Stated exercise:
Rewrite the records from the start up to and including the line with "0;3;1280;419", requests included. Multiply every box coordinate in the answers by 2.5 and round to whole numbers, halves up, leaving the numbers in the requests and their format samples unchanged.

Excerpted data:
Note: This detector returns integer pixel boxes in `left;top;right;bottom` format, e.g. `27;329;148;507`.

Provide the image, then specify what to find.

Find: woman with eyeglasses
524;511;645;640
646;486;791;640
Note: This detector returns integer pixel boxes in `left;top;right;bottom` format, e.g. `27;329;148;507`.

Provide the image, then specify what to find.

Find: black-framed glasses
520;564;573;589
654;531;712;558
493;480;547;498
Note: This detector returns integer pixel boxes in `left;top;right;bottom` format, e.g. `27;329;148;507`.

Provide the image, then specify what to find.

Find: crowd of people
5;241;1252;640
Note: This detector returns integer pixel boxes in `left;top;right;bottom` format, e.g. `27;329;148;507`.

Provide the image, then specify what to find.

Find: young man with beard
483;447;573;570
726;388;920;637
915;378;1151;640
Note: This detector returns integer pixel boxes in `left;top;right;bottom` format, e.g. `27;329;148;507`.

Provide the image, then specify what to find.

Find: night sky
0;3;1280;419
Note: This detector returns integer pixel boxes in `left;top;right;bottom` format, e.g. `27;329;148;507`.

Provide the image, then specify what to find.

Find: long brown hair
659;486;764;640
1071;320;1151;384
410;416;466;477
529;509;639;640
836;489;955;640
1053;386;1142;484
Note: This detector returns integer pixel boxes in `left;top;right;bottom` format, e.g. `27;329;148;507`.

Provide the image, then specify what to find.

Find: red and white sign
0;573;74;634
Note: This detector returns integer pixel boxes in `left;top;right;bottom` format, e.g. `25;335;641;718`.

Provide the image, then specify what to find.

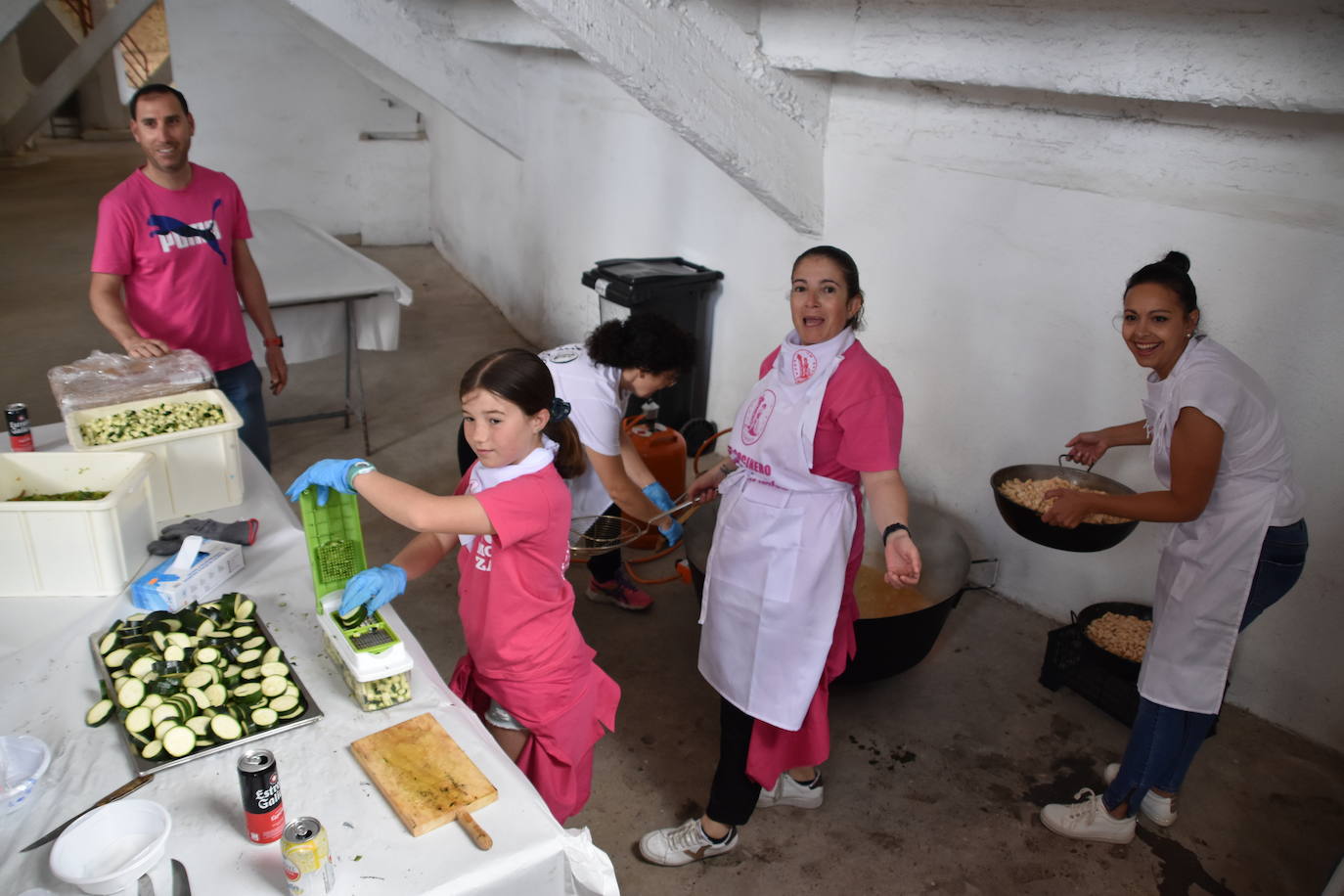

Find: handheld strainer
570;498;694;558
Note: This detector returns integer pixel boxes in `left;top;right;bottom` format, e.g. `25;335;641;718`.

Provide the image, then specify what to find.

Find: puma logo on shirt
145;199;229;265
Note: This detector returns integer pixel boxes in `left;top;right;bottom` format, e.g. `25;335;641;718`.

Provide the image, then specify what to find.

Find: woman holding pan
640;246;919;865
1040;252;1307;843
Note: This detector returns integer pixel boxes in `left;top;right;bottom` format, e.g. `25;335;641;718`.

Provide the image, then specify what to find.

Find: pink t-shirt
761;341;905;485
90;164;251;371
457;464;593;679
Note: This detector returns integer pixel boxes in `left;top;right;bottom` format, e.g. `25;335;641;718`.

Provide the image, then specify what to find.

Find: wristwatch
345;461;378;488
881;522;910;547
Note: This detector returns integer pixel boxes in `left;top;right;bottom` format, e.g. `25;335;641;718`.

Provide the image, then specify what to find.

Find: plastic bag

Response for this exercise:
Note: This detector returns integer pixel boxes in `left;top;right;bottom` format, e.g. `27;329;148;507`.

Provide the image, then specify what to find.

Find: woman with eyeglasses
1310;1278;1613;1600
1615;1215;1978;1600
Note: This detector returns integer pixel boxes in `left;top;right;bottom` format, e.g. `27;329;148;507`.

Provide the image, then specify what to find.

Find: black-framed glasses
1300;1410;1433;1473
1635;1328;1780;1395
1233;1200;1368;1245
Note: This detector returns integer pixel boxes in `left;top;right;bottom` format, e.g. `27;329;148;507`.

Provide the image, then specify what to find.

Find: crowd of people
13;603;3130;1600
Note: This detector returns integer pixel boxes in `left;top;right;bottom` format, e.g. `27;329;148;507`.

Provide the image, then specify what to find.

Find: young man with beard
1208;1118;1433;1425
1815;970;2300;1593
2288;945;2878;1600
Note: This detector returns integer pixel boxes in `left;top;right;bottom` format, e.g. `27;329;148;507`.

Provide the image, then specify what to find.

Find: night sky
0;8;3200;1048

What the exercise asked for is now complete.